Gather every line from the items below that contains the string "foot". Case counts.

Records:
╔══
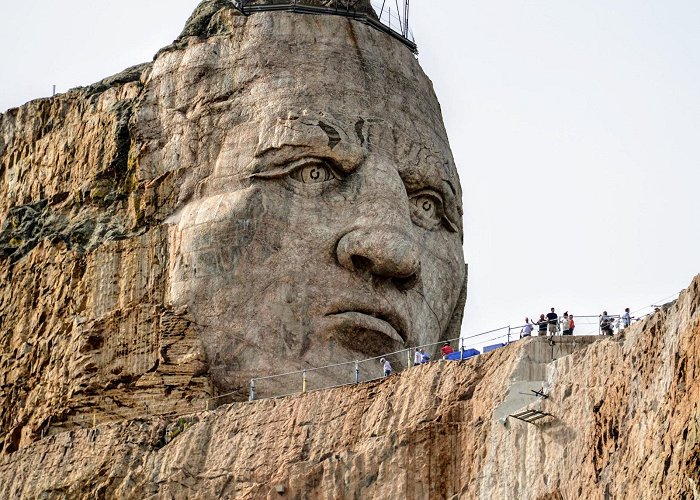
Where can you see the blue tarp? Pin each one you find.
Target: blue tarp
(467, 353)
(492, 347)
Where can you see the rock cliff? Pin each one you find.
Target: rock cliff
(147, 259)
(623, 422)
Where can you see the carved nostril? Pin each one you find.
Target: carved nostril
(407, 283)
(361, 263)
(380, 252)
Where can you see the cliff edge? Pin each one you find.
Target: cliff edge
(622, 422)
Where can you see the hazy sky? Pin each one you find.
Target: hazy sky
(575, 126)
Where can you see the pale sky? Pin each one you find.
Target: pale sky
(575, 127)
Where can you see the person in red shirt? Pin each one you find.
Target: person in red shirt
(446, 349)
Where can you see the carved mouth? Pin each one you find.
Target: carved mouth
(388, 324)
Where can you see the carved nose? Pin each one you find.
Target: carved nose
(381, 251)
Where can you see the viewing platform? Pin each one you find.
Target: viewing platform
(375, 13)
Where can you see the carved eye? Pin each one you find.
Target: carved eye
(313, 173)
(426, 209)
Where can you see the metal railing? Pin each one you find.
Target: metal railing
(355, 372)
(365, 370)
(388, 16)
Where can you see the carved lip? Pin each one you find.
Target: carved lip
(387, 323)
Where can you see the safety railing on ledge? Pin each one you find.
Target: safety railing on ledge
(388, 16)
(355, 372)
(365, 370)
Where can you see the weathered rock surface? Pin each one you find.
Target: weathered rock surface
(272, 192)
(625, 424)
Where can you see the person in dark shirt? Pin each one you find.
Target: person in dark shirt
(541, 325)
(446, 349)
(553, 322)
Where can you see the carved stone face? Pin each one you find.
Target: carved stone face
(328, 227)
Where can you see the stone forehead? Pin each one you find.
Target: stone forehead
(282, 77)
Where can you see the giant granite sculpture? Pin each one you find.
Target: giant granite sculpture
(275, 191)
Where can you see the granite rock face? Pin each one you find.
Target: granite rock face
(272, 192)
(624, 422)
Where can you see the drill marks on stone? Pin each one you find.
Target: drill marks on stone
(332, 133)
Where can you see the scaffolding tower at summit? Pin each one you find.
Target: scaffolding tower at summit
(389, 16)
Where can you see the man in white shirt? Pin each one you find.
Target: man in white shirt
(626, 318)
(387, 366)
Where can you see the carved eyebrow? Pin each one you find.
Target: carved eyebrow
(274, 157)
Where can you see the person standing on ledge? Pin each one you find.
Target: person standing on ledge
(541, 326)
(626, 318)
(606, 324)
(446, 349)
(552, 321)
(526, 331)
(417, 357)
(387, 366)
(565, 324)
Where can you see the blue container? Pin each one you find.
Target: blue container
╚══
╔══
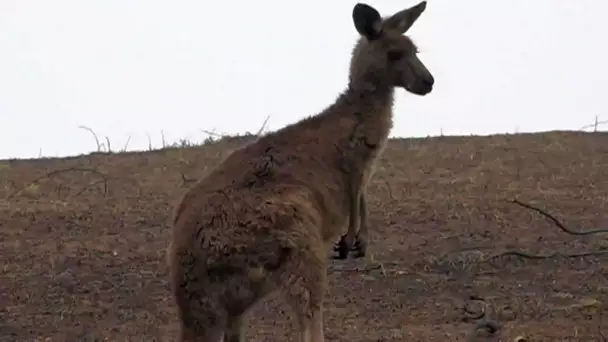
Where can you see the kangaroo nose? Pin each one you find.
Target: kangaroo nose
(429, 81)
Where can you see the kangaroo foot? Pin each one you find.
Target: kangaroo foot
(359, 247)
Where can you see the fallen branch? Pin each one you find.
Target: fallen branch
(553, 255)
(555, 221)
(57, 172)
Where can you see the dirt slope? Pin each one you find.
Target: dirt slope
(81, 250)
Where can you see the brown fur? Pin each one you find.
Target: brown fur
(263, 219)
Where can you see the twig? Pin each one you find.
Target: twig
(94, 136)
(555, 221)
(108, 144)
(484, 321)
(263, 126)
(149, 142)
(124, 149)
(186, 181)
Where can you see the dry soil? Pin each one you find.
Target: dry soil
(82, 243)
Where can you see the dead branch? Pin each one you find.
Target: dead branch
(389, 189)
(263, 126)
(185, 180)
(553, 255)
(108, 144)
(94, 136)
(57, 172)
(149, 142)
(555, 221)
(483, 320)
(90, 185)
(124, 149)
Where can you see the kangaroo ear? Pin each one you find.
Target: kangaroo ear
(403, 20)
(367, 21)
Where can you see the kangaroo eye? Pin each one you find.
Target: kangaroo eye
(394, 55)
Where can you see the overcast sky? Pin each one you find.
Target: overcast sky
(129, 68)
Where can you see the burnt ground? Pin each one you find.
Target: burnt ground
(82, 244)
╚══
╔══
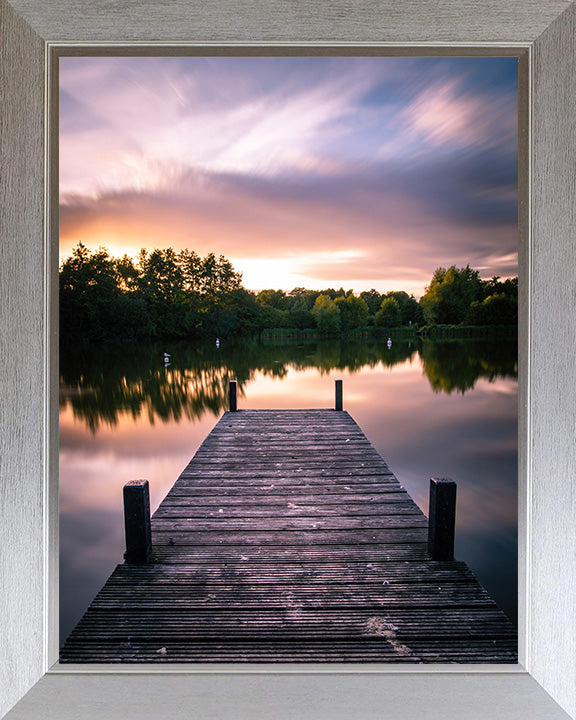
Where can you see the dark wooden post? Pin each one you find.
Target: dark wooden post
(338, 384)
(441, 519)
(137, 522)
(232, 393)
╚══
Solved problem:
Where can you see the kangaroo foot? Pin each one you find.
Target: kangaroo foot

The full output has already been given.